(Data entries)
=======

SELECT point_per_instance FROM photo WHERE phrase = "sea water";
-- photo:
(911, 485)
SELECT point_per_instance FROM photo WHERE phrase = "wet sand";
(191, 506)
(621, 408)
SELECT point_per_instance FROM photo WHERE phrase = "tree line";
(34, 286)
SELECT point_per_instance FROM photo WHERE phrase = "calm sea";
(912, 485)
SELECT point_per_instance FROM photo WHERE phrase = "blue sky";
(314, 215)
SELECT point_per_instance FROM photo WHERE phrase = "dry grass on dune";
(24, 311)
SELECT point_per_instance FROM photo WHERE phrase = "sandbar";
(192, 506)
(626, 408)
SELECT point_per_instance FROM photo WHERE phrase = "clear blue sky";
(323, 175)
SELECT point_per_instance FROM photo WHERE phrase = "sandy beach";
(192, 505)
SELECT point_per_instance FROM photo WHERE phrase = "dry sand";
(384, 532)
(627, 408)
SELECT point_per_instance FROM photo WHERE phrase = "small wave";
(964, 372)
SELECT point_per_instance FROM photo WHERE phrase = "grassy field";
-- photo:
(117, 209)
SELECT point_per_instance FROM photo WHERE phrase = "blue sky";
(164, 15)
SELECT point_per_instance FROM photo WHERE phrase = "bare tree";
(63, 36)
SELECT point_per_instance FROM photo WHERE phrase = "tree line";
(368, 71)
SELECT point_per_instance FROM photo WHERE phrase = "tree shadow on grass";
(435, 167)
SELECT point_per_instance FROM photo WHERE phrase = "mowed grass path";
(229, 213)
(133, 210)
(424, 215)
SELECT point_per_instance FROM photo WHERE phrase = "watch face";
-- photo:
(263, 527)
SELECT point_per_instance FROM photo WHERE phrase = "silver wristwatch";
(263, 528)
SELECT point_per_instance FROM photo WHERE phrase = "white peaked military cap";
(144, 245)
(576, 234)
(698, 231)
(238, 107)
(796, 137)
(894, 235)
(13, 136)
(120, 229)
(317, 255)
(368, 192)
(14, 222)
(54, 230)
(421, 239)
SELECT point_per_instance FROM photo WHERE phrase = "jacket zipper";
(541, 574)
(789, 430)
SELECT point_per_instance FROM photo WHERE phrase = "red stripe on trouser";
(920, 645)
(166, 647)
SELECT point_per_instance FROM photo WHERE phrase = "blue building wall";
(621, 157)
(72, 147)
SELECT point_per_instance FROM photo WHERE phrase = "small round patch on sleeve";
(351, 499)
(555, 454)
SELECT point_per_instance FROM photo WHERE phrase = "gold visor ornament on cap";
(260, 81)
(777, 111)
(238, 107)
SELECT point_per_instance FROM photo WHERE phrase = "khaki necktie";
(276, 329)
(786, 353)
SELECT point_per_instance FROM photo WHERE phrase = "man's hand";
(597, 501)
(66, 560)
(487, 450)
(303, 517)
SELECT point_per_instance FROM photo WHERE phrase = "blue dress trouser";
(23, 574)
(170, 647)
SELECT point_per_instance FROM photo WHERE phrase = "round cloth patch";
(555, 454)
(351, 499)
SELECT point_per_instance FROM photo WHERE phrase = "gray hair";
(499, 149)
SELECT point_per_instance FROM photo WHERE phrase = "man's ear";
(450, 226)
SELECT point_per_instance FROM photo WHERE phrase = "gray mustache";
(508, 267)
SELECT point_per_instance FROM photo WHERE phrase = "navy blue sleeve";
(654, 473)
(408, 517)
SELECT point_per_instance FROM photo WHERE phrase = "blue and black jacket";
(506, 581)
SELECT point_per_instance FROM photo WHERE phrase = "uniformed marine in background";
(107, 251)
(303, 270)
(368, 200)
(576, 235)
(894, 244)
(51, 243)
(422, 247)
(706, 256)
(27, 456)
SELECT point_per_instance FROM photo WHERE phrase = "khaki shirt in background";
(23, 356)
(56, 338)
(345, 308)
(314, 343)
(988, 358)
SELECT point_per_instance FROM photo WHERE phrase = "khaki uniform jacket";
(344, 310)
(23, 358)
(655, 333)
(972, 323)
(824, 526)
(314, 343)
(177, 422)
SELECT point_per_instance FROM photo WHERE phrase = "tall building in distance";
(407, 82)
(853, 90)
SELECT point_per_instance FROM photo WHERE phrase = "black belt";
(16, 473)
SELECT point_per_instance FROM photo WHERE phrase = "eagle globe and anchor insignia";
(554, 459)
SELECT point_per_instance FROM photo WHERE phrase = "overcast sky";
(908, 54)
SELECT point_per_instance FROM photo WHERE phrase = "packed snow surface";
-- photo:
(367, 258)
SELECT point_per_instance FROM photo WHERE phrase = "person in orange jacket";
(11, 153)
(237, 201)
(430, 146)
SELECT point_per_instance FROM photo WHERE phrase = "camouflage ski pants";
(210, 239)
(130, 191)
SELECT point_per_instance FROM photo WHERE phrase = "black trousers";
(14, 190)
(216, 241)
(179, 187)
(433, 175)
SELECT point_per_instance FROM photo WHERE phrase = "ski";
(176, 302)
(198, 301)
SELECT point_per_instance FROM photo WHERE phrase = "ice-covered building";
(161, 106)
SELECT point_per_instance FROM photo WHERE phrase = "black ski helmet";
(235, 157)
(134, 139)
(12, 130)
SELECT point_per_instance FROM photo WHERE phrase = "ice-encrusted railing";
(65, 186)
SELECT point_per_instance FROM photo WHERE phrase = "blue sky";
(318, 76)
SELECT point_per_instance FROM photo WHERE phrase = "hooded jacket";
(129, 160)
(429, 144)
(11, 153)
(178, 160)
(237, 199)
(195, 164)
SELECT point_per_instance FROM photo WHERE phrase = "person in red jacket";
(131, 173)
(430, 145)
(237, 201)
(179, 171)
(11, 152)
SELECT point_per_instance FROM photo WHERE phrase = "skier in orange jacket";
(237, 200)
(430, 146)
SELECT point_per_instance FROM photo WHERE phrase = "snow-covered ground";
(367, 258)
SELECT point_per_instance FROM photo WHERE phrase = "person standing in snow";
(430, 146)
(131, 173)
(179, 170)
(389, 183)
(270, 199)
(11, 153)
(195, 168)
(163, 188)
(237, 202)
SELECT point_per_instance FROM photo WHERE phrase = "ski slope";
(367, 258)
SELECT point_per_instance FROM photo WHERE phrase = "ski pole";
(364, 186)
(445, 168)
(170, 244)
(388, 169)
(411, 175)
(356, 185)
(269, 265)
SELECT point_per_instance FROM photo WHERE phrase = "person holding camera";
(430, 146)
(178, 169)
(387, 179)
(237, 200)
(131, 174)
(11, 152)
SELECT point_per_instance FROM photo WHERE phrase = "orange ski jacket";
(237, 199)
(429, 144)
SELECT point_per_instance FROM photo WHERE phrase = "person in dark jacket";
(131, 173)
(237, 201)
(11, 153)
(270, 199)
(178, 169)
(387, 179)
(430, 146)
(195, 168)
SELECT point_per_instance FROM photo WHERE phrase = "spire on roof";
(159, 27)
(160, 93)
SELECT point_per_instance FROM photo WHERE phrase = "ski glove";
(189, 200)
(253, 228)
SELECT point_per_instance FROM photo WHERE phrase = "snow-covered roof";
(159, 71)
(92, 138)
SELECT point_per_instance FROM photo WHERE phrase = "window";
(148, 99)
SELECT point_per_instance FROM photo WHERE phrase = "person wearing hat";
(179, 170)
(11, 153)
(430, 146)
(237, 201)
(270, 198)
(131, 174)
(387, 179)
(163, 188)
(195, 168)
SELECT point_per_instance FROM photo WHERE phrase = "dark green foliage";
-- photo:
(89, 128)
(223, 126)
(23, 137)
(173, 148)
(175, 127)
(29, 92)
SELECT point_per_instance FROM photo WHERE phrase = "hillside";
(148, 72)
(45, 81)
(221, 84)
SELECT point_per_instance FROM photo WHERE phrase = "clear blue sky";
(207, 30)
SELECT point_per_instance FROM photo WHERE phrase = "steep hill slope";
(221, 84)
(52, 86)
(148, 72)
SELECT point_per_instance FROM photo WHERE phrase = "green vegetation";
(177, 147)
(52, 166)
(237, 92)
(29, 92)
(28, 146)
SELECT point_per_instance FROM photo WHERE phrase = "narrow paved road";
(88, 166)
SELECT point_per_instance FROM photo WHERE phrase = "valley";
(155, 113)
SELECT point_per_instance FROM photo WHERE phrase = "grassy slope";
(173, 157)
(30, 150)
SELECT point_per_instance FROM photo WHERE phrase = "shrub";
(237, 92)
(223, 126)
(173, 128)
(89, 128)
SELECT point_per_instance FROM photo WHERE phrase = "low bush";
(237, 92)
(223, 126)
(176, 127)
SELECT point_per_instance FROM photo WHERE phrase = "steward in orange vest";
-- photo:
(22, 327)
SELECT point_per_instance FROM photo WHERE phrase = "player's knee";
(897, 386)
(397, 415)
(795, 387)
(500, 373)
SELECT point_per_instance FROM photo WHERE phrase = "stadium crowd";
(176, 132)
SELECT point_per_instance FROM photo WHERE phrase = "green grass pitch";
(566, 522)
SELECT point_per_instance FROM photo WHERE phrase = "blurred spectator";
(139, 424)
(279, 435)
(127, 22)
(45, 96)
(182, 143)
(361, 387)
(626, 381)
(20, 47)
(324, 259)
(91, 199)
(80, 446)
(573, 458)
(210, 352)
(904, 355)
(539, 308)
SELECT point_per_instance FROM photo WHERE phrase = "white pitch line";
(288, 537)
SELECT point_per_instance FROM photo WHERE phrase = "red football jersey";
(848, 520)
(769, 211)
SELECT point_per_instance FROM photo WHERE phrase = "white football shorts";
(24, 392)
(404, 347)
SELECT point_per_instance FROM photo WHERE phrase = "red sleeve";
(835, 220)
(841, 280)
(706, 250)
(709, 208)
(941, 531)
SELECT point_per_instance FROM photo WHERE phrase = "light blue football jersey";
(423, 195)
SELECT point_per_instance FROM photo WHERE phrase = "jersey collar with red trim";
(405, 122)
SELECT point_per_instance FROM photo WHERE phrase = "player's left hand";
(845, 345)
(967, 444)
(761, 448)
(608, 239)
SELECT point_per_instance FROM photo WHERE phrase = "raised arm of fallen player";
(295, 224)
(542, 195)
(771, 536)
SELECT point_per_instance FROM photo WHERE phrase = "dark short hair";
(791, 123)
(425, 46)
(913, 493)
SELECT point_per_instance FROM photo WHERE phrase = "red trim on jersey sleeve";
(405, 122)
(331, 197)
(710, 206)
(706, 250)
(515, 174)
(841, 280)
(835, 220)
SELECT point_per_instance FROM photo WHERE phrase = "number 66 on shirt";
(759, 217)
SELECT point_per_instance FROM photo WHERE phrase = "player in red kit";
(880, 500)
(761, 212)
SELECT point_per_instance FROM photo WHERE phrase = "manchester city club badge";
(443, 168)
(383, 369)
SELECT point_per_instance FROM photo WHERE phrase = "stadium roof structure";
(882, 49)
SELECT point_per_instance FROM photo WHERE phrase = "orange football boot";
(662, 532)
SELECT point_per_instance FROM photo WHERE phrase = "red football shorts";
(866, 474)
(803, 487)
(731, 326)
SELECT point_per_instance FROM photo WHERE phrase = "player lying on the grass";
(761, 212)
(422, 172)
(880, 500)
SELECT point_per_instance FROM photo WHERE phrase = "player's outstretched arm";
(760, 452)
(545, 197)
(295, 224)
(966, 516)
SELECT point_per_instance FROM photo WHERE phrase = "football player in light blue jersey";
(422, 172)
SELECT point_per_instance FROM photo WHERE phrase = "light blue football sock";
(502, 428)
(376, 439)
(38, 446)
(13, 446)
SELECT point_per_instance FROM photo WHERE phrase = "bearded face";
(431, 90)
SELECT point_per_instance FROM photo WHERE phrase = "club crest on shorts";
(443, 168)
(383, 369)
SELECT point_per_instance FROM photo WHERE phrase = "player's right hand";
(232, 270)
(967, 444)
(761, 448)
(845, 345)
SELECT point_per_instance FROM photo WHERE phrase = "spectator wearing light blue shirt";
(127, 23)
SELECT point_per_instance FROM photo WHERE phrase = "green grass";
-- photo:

=======

Set down only the lines from the line with "arm of fallen" through the last line of the data above, keeping both the first and the last.

## Response area
SELECT point_per_instance FROM photo WHERE phrase = "raised arm of fallen player";
(295, 224)
(542, 195)
(771, 536)
SELECT point_per_instance FROM photo WHERE phrase = "dark short hair";
(791, 123)
(425, 46)
(913, 493)
SELECT point_per_instance FROM photo WHERE phrase = "red trim on jersey sleeve";
(405, 122)
(331, 197)
(710, 206)
(706, 250)
(515, 174)
(841, 280)
(835, 220)
SELECT point_per_instance FROM photo WHERE phrase = "number 66 on shirt";
(759, 217)
SELECT point_per_instance FROM photo WHERE phrase = "player in red kit";
(880, 500)
(761, 212)
SELECT point_per_instance FROM photo WHERE phrase = "manchester city club badge";
(443, 168)
(383, 369)
SELECT point_per_instance FROM photo WHERE phrase = "stadium roof structure";
(882, 49)
SELECT point_per_instance FROM photo WHERE phrase = "orange football boot";
(662, 532)
SELECT point_per_instance FROM photo WHERE phrase = "red football shorts";
(866, 474)
(803, 487)
(731, 326)
SELECT point_per_instance FROM photo WHERE phrase = "player lying on the grass";
(761, 212)
(422, 172)
(880, 500)
SELECT point_per_instance FROM photo WHERE phrase = "player's outstretched arm";
(760, 452)
(545, 197)
(295, 224)
(966, 516)
SELECT point_per_instance FROM photo WHERE phrase = "football player in light blue jersey";
(422, 172)
SELECT point_per_instance FROM photo WHERE phrase = "light blue football sock";
(502, 428)
(376, 439)
(38, 446)
(13, 446)
SELECT point_per_instance FROM photo WHERE phrase = "bearded face";
(431, 90)
SELECT point_per_instance FROM photo WHERE phrase = "club crest on shorts";
(443, 168)
(383, 369)
SELECT point_per_instance FROM photo WHERE phrase = "player's right hand";
(232, 270)
(967, 444)
(761, 448)
(845, 345)
SELECT point_per_instance FROM photo WHERE phrase = "spectator wearing light blue shirt";
(127, 23)
SELECT point_per_instance FROM photo WHERE phrase = "green grass";
-- photo:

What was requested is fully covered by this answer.